**Task to complete**: Count the lines of data below that include "clicks". Provide only the number.

--- Data provided Enclosed Below ---

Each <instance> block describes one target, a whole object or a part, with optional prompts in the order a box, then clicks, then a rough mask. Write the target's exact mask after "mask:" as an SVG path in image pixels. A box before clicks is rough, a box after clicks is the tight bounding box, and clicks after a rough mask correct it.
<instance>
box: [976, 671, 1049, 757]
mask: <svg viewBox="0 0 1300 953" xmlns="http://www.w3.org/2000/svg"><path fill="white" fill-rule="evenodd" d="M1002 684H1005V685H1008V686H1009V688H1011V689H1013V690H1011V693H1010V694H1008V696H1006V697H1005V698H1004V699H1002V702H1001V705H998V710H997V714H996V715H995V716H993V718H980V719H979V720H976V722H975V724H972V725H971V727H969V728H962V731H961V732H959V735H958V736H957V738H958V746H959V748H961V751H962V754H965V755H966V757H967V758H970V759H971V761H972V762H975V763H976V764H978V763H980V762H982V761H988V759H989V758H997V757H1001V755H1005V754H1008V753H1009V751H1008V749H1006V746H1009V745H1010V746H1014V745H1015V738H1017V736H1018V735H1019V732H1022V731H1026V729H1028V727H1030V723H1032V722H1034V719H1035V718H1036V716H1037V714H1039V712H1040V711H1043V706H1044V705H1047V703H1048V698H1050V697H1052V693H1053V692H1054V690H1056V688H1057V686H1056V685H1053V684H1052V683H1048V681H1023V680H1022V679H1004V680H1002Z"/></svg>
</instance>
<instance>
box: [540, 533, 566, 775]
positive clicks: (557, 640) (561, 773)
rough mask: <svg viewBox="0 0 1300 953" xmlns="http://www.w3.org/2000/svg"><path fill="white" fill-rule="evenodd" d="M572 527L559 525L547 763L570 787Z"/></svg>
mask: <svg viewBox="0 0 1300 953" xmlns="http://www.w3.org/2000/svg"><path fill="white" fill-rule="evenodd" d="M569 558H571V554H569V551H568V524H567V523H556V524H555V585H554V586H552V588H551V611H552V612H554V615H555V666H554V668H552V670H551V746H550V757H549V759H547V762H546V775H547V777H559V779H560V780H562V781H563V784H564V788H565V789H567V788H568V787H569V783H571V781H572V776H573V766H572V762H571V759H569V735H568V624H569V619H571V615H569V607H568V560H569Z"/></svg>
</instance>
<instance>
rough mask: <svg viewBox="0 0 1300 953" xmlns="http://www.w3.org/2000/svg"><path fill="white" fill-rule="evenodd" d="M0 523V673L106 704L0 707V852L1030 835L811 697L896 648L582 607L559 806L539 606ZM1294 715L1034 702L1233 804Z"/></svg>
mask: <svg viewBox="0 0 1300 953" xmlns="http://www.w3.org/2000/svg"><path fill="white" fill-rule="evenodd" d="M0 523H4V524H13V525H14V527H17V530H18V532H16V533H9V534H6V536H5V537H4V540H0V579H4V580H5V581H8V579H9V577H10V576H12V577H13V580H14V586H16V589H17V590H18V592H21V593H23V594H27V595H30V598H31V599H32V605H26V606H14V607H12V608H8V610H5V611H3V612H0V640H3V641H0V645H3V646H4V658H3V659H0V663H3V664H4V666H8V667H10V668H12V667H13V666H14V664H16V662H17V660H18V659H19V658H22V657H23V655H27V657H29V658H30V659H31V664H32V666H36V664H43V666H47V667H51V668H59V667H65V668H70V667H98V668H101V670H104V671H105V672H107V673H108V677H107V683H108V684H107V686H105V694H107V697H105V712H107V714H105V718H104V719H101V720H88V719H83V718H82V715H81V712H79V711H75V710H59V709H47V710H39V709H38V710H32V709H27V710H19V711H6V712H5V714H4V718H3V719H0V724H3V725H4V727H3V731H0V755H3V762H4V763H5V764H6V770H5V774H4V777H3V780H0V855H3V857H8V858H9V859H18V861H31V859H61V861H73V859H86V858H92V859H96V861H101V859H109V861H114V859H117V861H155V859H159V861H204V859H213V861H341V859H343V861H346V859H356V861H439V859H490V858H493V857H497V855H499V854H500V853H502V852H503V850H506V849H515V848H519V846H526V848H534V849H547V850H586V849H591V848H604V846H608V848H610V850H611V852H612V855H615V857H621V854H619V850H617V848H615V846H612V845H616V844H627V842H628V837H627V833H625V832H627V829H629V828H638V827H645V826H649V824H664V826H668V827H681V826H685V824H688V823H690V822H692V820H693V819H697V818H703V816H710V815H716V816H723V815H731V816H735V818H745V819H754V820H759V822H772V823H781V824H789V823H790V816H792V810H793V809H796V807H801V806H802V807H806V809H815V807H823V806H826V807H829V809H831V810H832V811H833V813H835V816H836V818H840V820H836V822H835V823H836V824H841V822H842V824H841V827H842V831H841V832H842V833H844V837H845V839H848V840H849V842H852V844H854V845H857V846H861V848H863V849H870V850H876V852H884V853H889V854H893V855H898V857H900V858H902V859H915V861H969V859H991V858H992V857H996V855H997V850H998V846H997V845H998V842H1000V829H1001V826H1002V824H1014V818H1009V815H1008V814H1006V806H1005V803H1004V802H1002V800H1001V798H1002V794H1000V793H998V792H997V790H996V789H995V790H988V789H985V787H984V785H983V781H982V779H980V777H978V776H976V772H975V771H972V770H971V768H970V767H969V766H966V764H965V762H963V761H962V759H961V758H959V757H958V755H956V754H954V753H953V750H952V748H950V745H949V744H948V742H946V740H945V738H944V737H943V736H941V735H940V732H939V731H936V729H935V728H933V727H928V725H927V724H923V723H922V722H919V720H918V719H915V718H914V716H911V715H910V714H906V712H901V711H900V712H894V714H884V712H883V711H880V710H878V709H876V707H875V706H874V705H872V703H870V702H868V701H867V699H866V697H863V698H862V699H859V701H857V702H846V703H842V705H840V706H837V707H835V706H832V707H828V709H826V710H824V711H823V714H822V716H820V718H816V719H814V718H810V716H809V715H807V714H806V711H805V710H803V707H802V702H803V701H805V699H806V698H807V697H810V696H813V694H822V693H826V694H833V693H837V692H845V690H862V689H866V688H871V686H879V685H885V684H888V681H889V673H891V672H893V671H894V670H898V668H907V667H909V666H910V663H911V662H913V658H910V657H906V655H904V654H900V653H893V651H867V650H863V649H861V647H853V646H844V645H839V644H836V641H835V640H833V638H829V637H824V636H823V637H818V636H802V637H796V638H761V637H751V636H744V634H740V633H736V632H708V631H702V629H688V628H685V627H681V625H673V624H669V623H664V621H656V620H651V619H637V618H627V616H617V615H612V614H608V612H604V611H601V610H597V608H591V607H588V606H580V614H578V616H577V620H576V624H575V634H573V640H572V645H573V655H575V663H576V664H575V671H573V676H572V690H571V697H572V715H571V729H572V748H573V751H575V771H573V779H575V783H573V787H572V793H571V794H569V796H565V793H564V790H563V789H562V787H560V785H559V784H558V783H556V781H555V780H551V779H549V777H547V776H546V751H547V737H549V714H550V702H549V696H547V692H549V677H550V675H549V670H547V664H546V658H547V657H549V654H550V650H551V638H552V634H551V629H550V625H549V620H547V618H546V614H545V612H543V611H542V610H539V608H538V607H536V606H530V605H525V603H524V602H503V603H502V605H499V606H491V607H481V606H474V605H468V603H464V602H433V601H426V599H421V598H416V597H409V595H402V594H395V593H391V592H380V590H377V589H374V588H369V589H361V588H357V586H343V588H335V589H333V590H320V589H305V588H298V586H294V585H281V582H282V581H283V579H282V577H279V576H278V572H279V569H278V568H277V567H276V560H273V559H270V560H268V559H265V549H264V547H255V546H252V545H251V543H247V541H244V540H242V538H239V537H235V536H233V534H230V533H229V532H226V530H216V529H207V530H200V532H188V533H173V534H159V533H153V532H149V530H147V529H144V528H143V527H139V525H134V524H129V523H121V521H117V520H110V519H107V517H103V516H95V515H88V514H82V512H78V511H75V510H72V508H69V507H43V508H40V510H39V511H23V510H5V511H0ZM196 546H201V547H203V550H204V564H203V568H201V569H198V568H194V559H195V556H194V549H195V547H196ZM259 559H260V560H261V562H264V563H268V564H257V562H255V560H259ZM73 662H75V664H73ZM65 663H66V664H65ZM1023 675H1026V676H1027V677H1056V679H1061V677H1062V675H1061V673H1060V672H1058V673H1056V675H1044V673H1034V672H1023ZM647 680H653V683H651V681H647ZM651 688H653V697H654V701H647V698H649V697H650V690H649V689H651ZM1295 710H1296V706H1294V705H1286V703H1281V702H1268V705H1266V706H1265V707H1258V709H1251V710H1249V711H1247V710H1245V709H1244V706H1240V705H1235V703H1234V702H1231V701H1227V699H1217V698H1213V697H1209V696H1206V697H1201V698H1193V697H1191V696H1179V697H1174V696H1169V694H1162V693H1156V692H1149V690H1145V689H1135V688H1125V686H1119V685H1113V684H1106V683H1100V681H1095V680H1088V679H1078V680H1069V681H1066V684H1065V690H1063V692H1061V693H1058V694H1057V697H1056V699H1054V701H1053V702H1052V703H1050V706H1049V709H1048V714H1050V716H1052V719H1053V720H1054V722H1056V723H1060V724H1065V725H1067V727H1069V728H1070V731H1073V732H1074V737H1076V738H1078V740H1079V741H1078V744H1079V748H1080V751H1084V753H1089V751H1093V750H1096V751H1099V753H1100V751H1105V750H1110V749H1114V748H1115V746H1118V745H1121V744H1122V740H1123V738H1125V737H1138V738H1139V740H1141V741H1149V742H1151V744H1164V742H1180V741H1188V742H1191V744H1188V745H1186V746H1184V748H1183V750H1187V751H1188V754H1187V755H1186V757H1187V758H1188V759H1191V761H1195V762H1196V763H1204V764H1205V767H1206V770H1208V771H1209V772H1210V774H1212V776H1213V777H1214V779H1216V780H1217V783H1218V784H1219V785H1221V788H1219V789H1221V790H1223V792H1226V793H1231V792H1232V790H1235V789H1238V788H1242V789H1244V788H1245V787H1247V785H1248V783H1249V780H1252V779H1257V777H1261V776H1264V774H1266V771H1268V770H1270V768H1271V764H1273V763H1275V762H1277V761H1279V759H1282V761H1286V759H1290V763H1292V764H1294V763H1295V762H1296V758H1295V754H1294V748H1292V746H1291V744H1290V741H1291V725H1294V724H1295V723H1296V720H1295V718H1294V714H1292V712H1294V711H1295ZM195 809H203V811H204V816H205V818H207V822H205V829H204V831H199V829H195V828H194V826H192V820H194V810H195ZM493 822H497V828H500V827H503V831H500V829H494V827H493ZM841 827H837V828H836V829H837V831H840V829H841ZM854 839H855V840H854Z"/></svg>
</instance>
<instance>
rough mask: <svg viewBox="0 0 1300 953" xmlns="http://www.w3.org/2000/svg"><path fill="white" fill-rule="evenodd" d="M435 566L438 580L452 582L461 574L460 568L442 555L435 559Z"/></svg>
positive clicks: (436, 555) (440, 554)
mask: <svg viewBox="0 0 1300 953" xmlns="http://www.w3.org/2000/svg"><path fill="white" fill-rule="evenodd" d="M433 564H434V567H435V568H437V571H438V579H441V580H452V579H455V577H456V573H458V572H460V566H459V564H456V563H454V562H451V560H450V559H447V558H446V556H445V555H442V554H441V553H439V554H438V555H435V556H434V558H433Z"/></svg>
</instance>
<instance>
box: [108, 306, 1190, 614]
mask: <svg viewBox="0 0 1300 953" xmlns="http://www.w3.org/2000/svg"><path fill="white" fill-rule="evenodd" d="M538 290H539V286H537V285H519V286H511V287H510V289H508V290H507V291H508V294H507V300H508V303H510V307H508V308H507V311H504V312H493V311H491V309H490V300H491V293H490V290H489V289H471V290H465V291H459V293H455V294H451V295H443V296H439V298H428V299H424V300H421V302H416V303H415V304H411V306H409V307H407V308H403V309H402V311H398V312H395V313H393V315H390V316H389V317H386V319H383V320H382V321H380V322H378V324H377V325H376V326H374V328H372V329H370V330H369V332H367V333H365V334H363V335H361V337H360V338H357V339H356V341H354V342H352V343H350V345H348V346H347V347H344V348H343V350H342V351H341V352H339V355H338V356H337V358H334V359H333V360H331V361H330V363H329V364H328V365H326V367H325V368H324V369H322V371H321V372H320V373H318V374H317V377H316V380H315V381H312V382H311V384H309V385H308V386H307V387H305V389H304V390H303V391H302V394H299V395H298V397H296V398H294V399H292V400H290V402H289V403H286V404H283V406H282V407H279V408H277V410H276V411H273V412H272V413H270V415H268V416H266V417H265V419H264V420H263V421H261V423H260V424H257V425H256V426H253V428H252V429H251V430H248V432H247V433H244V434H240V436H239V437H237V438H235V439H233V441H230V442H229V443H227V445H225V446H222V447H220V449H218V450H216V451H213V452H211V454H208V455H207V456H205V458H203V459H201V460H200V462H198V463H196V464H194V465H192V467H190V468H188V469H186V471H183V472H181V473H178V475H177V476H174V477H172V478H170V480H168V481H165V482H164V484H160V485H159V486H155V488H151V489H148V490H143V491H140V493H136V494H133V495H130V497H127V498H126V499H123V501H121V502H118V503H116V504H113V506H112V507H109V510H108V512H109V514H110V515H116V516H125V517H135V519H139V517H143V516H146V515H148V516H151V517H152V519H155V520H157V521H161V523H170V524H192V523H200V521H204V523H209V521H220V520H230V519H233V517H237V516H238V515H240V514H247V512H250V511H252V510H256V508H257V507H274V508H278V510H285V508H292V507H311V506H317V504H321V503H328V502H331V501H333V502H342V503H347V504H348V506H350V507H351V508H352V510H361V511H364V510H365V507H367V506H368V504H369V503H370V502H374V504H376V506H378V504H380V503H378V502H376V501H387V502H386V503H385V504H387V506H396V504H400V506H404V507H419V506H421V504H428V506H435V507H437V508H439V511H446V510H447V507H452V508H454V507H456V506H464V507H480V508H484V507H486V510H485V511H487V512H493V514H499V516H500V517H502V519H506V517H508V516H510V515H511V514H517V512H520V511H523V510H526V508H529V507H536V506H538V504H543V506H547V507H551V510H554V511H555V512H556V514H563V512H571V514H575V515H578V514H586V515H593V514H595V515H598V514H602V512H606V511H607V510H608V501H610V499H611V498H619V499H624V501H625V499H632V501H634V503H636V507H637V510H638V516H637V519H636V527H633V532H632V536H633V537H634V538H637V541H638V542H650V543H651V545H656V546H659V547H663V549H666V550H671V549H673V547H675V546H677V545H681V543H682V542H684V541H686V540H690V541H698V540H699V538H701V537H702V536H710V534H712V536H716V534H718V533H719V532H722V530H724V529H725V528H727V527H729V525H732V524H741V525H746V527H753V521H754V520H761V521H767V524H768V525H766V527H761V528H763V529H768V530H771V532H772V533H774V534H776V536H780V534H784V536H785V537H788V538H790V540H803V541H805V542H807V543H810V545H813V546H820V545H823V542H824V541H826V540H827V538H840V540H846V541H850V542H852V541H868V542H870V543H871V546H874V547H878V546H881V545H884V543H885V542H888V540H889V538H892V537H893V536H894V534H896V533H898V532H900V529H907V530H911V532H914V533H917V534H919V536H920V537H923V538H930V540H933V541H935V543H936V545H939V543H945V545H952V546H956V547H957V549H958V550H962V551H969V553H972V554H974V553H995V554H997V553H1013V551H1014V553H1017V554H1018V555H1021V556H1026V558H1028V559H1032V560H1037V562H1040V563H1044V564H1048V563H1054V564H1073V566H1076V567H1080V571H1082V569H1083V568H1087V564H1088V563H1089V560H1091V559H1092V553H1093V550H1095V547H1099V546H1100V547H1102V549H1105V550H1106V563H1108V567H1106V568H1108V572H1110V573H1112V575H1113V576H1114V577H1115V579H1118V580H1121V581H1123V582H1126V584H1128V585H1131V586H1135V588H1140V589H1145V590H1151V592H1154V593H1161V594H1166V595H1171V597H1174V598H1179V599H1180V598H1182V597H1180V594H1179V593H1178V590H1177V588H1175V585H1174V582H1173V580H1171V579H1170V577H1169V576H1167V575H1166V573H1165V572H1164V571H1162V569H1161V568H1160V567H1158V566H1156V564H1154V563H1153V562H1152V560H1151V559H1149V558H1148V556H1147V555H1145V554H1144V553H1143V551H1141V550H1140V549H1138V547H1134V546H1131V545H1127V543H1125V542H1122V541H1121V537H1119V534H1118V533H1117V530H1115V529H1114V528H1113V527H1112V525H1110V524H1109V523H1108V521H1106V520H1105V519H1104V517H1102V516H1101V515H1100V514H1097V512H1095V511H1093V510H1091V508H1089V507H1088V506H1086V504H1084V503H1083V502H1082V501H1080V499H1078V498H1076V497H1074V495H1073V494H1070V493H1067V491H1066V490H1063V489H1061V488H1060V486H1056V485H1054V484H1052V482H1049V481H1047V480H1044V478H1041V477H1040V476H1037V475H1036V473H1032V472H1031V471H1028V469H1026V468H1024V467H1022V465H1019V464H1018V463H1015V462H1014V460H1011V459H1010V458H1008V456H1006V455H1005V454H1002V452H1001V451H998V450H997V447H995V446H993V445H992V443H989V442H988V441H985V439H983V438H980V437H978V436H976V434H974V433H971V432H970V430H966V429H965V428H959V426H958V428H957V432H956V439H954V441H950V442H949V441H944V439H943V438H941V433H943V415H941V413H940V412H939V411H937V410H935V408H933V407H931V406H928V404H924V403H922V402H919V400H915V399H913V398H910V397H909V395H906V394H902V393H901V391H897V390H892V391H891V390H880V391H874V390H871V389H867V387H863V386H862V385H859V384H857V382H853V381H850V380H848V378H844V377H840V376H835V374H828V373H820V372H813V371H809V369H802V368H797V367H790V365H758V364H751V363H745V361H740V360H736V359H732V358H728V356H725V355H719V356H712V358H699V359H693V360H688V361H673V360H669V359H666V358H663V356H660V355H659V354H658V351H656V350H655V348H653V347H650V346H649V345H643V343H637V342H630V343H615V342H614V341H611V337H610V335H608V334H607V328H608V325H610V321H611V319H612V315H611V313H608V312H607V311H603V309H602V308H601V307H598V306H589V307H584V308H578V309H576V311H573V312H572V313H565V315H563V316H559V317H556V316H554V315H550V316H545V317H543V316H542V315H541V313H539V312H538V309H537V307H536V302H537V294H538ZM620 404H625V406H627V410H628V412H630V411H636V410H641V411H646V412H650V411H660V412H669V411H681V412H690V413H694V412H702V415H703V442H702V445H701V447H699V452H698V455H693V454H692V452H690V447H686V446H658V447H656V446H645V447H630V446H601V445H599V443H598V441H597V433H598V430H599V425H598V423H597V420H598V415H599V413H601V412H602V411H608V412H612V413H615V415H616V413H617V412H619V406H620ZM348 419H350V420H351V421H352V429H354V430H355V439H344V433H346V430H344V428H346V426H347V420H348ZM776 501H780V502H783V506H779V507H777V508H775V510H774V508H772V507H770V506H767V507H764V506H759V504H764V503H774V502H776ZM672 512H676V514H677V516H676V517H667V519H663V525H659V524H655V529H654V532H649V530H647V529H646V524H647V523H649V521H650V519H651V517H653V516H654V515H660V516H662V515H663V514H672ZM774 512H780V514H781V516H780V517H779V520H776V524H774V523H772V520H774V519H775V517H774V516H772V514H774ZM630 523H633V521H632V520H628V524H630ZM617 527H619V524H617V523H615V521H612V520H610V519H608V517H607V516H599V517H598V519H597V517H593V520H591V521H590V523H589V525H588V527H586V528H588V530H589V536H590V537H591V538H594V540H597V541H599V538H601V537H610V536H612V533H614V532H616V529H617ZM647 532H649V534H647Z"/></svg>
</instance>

--- End of Enclosed Data provided ---

**Exercise solution**: 3